What the task asks —
Count the lines in the material below that contain the string "background", matching case exactly. Reply with the number alone.

Data records —
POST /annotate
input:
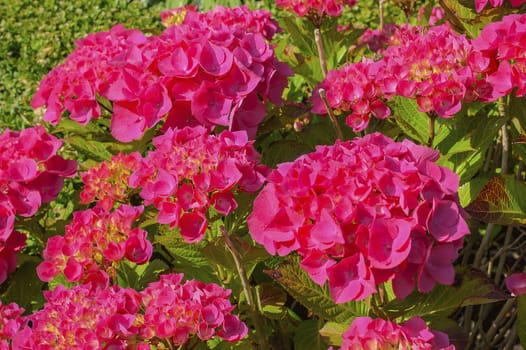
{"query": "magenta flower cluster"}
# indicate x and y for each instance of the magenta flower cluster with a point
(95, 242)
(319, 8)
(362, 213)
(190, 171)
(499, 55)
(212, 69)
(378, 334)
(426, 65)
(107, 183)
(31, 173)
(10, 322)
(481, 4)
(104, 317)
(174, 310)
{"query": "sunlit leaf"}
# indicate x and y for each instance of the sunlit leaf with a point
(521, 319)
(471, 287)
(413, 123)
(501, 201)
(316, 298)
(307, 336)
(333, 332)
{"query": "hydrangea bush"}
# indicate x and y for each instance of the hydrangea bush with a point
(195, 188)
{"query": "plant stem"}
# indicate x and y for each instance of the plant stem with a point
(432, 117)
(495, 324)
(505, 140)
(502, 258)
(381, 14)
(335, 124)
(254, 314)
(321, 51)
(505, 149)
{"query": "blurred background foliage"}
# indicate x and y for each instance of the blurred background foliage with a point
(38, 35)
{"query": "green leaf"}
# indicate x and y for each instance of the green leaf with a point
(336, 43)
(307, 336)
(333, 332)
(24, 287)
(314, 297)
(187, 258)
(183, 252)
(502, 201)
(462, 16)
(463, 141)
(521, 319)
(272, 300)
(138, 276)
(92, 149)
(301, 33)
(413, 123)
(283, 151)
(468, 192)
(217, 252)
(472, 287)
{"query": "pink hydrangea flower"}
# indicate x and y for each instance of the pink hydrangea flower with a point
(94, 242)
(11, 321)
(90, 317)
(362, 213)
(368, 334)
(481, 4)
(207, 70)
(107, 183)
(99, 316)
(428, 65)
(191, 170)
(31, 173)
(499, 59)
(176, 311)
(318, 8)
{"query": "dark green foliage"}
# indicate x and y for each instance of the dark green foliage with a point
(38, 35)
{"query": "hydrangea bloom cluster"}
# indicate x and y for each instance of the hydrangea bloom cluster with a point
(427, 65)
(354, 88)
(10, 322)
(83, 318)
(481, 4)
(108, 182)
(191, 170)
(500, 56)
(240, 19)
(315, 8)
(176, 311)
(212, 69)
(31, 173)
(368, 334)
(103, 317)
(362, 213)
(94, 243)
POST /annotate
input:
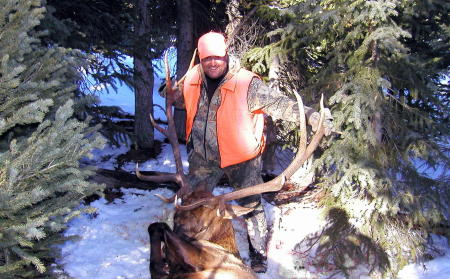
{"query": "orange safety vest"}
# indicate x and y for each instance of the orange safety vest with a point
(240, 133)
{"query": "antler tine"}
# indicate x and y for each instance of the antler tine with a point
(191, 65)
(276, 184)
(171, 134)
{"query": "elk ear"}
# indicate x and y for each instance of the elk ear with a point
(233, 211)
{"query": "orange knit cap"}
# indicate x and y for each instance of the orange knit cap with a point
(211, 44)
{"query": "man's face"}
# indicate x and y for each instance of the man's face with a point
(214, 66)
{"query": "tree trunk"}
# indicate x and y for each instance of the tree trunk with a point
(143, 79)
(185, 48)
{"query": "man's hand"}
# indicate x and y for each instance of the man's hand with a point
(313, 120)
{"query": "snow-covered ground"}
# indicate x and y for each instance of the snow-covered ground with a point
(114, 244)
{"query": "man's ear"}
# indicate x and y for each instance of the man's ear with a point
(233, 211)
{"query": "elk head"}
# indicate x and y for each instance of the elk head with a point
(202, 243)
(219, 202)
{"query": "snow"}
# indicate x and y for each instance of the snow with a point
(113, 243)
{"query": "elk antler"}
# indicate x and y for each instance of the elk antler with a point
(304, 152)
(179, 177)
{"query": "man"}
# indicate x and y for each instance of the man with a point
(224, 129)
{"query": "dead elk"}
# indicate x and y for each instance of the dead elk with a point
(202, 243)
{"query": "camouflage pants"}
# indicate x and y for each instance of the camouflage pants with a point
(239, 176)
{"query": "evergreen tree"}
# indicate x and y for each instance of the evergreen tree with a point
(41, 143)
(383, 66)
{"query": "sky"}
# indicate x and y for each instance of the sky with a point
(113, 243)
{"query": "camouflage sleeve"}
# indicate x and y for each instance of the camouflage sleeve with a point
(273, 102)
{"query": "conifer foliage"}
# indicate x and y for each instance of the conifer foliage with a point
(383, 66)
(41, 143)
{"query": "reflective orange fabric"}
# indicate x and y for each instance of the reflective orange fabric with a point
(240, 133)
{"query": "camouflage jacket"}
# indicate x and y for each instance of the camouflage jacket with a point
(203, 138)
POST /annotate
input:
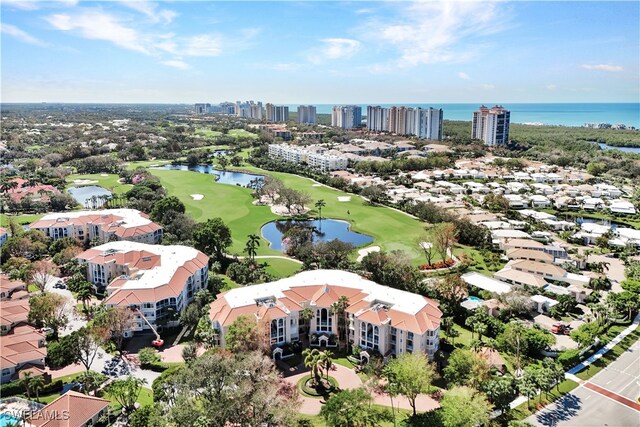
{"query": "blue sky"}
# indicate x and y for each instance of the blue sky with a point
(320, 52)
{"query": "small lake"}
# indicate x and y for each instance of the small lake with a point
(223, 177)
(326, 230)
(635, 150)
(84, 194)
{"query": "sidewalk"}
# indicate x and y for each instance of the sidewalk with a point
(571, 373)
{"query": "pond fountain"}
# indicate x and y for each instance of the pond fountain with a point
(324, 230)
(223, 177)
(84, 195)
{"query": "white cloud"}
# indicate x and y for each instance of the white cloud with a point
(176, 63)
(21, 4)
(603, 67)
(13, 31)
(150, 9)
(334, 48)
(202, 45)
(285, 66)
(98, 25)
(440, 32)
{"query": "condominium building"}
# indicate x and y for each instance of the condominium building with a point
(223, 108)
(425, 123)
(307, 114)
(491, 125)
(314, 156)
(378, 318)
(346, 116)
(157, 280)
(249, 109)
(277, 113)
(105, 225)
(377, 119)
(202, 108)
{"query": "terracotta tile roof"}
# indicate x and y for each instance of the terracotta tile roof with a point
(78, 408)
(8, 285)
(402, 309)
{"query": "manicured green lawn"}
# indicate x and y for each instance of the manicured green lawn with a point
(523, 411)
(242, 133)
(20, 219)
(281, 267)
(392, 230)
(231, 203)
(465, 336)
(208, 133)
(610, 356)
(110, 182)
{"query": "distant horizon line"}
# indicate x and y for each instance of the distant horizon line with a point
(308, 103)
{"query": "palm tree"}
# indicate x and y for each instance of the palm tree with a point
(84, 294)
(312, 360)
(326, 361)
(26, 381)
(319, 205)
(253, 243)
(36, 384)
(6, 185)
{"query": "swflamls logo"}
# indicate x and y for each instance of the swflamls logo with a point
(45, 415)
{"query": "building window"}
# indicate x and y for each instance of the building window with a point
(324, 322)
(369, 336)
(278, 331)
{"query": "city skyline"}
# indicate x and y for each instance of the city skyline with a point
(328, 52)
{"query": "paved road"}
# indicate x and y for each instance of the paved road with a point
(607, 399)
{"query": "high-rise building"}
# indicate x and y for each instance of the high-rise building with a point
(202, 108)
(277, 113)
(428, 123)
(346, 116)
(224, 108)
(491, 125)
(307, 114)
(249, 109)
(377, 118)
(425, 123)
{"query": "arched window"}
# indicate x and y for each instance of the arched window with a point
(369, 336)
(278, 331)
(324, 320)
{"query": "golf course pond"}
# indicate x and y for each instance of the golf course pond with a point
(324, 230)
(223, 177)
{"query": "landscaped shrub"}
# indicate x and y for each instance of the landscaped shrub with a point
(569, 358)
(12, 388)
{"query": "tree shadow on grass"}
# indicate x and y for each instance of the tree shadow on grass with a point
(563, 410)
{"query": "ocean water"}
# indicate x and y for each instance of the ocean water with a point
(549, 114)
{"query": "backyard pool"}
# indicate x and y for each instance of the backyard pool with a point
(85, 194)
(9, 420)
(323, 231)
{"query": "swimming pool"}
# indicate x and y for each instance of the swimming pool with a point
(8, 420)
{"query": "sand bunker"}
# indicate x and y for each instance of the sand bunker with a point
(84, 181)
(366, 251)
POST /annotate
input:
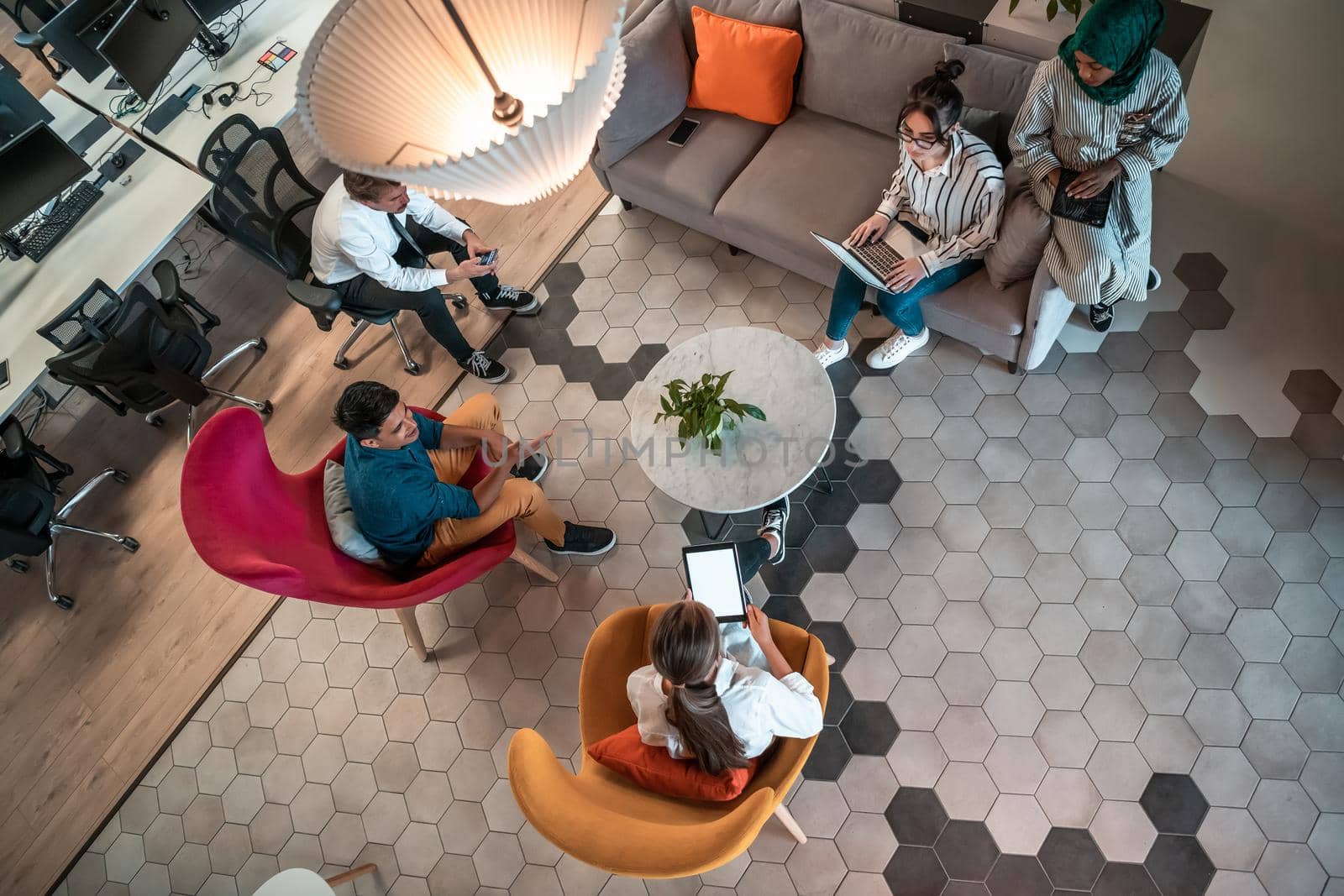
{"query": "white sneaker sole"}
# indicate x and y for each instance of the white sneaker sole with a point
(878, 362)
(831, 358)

...

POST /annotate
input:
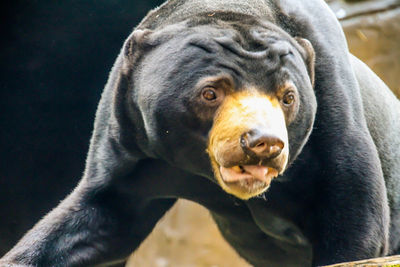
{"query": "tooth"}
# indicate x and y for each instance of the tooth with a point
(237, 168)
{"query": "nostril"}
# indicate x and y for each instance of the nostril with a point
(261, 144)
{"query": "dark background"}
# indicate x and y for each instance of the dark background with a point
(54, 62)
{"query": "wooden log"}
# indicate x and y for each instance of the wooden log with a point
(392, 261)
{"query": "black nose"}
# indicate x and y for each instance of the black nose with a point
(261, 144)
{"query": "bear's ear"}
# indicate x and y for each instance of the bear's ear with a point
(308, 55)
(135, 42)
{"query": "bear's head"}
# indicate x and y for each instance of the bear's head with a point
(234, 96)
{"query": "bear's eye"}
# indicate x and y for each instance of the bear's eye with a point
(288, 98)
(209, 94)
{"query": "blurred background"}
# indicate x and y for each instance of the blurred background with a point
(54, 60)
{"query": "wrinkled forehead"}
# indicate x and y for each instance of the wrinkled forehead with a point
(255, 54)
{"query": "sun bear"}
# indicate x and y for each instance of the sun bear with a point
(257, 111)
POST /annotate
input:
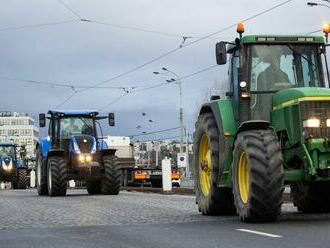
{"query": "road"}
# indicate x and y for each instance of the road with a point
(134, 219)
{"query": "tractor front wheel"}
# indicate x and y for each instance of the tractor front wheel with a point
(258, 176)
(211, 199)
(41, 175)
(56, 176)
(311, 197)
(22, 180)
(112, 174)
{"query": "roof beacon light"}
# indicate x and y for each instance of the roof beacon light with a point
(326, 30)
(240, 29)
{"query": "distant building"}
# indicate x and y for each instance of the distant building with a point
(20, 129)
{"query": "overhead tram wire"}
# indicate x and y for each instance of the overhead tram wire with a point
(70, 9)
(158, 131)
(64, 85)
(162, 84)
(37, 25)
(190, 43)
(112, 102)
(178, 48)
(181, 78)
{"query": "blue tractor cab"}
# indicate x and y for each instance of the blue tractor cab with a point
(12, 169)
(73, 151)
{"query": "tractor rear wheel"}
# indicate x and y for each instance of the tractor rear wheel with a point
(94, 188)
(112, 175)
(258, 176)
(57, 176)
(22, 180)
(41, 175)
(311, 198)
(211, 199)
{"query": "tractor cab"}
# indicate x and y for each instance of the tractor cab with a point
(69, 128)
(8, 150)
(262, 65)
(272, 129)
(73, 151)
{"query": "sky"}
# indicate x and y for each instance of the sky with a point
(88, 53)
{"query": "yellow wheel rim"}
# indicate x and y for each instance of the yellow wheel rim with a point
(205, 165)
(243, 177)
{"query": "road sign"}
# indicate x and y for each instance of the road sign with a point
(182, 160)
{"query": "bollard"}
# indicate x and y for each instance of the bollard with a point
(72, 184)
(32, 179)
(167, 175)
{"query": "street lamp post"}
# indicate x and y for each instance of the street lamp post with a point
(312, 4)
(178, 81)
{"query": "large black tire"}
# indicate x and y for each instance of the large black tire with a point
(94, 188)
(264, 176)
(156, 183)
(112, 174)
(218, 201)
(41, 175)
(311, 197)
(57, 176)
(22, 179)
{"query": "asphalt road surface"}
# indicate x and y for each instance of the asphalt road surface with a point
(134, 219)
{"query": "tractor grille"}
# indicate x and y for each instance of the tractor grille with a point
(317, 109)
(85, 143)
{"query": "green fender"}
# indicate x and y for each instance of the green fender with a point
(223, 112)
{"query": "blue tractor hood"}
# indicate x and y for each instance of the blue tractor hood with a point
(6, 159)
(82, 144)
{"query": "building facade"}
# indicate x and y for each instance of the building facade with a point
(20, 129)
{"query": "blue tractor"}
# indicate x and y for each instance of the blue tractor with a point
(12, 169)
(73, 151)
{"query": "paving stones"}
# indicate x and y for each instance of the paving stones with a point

Exercise solution —
6